**Passage**
- - - - - - -
Archive for October, 2007

Walking around

Wednesday, October 31st, 2007

Making perfumes is a lot about ordering fragrant stuff from different places, some of them abroad, keeping stocks and paying bills. I try to get as much as possible from one supplier, but some things I need to get from the producers directly, such as the CO2 extracted Frankincense. Globalization comes in handy there. Without e-mail, internet, on-line banking and speedy delivery across continents, making niche perfumes would be more tricky. Thus, I am globalization winner.
Thus, I got this parcel the other day, delivered to my house, but unfortunately it wasn’t Momo. The W. - factor took it and it was delivered by this yellow coloured government owned monopolist that makes its client’s faces turn green. Well, I guess you know what’s coming…

Politicians and others always talk about “service publique” when it comes to the postal services; there in remote rural Switzerland it means letters to any place, and a post office more or less near by. Here in urban Switzerland it translates into closed post offices and invoices for parcels from abroad. Besides a reasonable amount for taxes (can’t complain there with a tax rate of 7.6%), the bill features some service fees: No service publique without service fees. Like 30 Swiss Francs for handling, 10 Francs for handling and another 10 Francs for ….handling. The wording is different, but this is the bottomline: 50 CHF for handling a little! parcel at customs.

Thus, I wondered how many miles this guy at customs walked around and was handling my parcel, must have been more than half an hour for sure. Otherwise the service fee would not make sense. I imagine hundreds of guys and girls carrying parcels forth and back, handling them for hours, turning them up and down, caressing my parcel, whipping the dust off its brown paper after its long journey, polishing the polyethylene coating of the bills, maybe they give it a little brush, too. Only interrupted from time to time by phone calls from clients, wondering what service fee xyz really is about.

Thus, this is today’s bottom line if you are a client of Swiss Post, too: Do not call and disturb them. Otherwise, they might have to charge more! Thank you for your understanding.

grey matters

Tuesday, October 30th, 2007

Yesterday, for the first time since about 10 days, the grey nosey days seemed to come to an end. Not so the grey days in the Zurich area. One day, I will call the TV weather lady, telling her that I do not care about the sunshine in TV Zurich Country (that’s her way to describe the region around CS and UBS and the lake in the middle. Here you can see what kind of weather we expect today…) ABOVE 1000 meters or so. We pour miserable creatures live our grey life down here, where it was grey due to high fog for the last week, today it is going to be grey due to rain clouds and later this week, the TV lady told me yesterday, we will have sun shine in TV Zurich country, above 1200 meters.

But, as always, even in these grey days, where you just want to get away, leave the TV Zurich Country weather ladies, in exchange for a weather man telling you that we are going to hit the 90-ies again, there is a little light, gleaming beneath the grey cover. Citrus oils, rose oils, labdanum resinoid and warm woods.

Yes: We are talking chypre rosy trial version 3, sniffed yesterday, almost euphorically, with a nose finally giving passage again to scented molecules.
- - - - - - -
**Parts of the exercise**
1 – In the blog archive, why does the writer claim to be a globalization winner? Please answer in one to three sentences.
2 – Extend the blog archive, picking up after its final sentence about chypre rosy trial version 3.

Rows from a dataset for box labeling
- - - - - - -
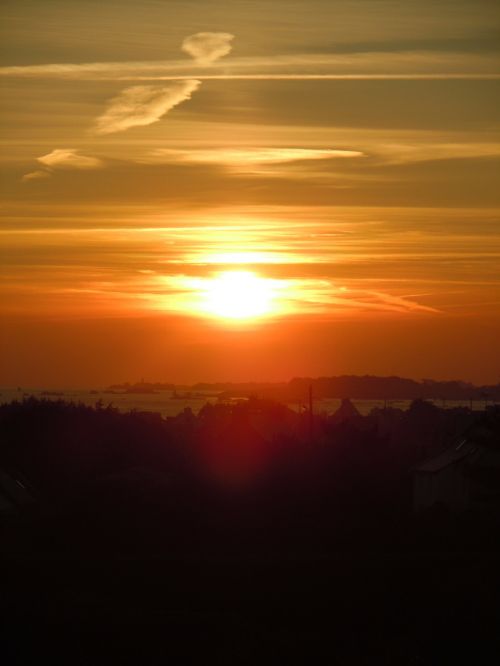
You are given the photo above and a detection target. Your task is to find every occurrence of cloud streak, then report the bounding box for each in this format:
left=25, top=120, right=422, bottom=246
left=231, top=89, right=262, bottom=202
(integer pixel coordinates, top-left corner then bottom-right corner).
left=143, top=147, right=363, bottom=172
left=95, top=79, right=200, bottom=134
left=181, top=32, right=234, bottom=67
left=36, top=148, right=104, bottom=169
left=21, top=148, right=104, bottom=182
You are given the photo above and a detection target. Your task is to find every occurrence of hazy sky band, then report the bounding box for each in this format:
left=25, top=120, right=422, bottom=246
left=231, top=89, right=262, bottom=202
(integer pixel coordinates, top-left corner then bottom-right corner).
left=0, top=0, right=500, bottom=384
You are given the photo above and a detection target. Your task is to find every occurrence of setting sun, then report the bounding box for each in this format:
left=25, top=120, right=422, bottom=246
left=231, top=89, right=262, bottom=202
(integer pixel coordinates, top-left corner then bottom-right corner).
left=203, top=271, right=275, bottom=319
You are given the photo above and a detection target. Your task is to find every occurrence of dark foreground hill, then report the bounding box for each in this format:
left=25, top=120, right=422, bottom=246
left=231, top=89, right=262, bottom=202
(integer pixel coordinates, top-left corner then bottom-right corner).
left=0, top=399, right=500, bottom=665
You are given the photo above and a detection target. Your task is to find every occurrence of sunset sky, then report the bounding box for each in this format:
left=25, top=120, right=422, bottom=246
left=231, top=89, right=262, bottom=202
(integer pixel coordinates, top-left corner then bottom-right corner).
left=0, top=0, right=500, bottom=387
- - - - - - -
**Results for each task**
1 – Making perfumes means ordering fragrant materials from different places, some of them abroad, and some items, such as the CO2 extracted Frankincense, must come straight from the producers. E-mail, the internet, online banking and fast delivery across continents make niche perfume making less tricky, so the writer benefits from globalization.

2 –
And, in order to celebrate the moment, I dared to sniff Chypre by Cotty! I never was in Crete, nor close to it. My one and only venture towards the Pelephones and beyond by train  some 25 years ago came to an abrupt end in Belgrade, where I vomited like a young pig (excuse my explicit wording here, but trust me: It fits with what I did in Belgrade), and returned with the next train to Zurich. For the protocol: This had nothing to do with Belgrade. Thus, I compare Chypre with Southern comfort memories that I have, like “la pineta”. Yesterday evening, I felt like Coty visited Crete early spring, after heavy rains.
A road through a pine forrest, seen in France, 2006 (picture: Southern France 2006,pine tree forrest, close to the sea)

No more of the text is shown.